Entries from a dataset

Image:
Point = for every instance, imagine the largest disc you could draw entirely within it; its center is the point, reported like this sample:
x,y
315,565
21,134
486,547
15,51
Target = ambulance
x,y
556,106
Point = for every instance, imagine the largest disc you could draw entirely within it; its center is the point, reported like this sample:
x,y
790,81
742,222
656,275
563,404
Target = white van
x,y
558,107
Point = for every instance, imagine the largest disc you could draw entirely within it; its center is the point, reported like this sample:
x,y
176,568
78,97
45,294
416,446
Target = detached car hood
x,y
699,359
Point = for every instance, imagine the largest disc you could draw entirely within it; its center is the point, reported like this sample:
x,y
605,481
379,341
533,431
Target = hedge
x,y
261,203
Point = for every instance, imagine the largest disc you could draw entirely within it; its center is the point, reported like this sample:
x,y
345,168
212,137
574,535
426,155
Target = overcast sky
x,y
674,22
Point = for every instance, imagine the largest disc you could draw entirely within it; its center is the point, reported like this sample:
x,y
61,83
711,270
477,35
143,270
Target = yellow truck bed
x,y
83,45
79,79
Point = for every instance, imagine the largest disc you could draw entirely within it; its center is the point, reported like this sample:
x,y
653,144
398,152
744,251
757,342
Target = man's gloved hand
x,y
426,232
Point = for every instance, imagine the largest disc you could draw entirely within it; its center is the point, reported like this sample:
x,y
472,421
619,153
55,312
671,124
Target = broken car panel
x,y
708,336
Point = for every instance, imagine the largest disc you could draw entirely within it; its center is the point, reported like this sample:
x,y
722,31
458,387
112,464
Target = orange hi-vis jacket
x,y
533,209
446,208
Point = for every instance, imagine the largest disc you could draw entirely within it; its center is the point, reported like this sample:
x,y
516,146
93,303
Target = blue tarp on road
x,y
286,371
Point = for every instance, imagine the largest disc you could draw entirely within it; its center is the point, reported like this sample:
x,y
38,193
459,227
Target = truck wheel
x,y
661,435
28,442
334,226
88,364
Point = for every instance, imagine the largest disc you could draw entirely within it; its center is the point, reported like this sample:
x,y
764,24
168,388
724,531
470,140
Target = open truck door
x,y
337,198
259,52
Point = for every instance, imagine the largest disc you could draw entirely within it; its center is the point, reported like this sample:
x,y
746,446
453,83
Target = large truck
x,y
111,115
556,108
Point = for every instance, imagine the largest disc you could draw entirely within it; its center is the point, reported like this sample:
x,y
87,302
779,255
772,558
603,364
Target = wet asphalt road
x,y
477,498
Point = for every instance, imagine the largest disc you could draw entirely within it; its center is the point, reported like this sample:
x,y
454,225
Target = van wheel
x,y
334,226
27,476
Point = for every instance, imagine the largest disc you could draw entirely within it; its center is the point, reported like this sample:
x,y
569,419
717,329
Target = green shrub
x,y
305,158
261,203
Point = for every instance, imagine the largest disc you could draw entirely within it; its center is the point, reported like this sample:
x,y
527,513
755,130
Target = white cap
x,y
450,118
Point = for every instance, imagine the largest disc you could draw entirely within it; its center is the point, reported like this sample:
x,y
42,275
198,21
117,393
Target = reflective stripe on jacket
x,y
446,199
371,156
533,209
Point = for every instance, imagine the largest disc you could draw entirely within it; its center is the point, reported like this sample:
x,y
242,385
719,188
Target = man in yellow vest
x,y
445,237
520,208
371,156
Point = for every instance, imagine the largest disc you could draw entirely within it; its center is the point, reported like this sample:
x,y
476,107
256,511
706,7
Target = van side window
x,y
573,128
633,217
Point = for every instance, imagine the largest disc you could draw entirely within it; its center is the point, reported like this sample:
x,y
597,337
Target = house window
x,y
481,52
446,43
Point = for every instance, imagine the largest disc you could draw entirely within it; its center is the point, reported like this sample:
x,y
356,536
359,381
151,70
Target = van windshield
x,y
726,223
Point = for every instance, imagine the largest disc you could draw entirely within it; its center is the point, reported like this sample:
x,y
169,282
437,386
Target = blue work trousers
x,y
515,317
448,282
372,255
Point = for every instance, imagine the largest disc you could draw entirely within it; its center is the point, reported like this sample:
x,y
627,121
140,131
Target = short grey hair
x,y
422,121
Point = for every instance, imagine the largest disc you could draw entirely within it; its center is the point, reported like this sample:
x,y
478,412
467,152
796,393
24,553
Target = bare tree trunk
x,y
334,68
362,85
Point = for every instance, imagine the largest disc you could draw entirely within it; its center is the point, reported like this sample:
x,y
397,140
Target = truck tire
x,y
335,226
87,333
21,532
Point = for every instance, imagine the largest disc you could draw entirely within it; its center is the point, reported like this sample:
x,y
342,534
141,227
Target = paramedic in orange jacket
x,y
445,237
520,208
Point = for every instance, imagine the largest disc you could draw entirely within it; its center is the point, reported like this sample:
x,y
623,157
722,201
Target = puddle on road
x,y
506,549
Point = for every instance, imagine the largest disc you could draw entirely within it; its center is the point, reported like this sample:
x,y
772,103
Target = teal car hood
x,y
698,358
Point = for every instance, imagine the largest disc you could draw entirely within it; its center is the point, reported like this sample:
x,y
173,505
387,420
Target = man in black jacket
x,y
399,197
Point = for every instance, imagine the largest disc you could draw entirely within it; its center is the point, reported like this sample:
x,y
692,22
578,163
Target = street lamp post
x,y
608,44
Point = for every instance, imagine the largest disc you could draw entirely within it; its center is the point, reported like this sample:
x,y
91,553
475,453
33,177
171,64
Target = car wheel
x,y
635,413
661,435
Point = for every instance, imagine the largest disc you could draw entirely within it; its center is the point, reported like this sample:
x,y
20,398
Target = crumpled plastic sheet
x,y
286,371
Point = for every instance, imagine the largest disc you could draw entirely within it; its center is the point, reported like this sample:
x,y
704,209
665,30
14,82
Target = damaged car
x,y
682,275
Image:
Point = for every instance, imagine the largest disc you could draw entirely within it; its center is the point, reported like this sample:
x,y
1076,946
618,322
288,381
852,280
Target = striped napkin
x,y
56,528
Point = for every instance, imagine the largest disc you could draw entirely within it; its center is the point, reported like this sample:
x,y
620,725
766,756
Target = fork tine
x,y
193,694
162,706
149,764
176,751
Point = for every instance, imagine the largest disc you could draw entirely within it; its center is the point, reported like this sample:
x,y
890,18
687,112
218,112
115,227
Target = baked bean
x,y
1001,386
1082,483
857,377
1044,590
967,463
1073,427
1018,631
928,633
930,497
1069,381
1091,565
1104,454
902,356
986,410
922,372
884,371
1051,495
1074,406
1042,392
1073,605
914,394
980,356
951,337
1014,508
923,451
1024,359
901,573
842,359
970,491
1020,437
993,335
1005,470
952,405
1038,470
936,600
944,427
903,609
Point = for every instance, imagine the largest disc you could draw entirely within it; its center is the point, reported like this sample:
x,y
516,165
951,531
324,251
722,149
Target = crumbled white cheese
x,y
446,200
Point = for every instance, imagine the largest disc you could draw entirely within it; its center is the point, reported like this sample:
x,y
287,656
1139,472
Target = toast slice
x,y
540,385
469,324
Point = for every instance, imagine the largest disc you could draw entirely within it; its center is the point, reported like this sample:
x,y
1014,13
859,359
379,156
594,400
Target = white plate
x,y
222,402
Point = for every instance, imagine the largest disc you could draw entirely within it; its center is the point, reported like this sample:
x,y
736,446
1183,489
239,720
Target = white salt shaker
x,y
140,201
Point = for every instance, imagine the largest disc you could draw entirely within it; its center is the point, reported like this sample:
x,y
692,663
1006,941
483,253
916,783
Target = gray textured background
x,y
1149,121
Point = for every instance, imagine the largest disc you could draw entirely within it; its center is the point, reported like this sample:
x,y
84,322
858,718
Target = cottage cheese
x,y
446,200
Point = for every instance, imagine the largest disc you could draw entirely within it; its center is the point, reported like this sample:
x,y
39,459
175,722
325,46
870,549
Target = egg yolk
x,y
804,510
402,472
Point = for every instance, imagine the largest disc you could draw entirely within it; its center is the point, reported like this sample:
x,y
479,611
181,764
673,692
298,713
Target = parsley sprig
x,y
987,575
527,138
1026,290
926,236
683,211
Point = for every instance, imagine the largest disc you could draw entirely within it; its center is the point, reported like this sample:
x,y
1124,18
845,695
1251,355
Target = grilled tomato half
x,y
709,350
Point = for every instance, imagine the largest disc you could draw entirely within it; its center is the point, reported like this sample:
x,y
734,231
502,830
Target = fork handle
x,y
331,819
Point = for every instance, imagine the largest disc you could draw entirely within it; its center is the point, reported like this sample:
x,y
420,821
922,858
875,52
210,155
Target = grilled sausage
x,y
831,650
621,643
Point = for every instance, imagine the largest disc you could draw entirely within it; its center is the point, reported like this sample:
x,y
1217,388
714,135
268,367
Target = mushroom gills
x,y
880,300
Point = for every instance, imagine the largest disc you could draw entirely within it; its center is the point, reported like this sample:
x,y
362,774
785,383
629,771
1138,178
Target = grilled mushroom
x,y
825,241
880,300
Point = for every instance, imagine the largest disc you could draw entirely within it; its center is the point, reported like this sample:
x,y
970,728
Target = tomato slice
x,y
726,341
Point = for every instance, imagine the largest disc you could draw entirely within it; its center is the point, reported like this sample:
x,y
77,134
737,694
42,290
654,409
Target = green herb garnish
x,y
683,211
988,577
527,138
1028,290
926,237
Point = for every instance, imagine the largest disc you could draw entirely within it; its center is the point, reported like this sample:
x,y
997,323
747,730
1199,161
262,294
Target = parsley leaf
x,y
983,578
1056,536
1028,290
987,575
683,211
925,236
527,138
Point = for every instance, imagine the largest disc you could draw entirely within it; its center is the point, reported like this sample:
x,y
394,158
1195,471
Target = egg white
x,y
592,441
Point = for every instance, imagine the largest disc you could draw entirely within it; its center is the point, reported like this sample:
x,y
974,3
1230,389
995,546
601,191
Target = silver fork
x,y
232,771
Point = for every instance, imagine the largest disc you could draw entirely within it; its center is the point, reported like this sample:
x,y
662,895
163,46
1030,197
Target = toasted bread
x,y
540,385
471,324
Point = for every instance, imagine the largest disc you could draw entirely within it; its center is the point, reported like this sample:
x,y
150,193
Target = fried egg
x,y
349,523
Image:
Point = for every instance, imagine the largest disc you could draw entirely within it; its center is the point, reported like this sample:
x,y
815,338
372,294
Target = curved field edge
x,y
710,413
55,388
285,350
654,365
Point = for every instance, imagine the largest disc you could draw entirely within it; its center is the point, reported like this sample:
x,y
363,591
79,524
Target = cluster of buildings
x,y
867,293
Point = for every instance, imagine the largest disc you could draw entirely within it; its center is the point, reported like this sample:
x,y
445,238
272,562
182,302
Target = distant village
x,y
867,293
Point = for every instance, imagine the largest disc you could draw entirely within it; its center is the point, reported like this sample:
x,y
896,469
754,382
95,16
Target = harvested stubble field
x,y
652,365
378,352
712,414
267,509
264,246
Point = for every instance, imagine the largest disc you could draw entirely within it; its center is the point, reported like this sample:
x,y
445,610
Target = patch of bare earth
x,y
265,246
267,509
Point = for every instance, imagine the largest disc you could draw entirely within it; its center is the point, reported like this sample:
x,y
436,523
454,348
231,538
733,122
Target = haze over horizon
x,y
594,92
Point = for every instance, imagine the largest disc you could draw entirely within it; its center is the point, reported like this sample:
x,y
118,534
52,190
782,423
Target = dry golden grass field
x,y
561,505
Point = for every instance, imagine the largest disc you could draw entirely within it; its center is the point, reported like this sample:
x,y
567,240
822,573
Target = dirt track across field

*Problem requirements*
Which lines of the listing above contain the word "road"? Find each one and copy it in full, matching case exactly.

*Solution*
Target = blue tarp on road
Target = wet asphalt road
Target = puddle on road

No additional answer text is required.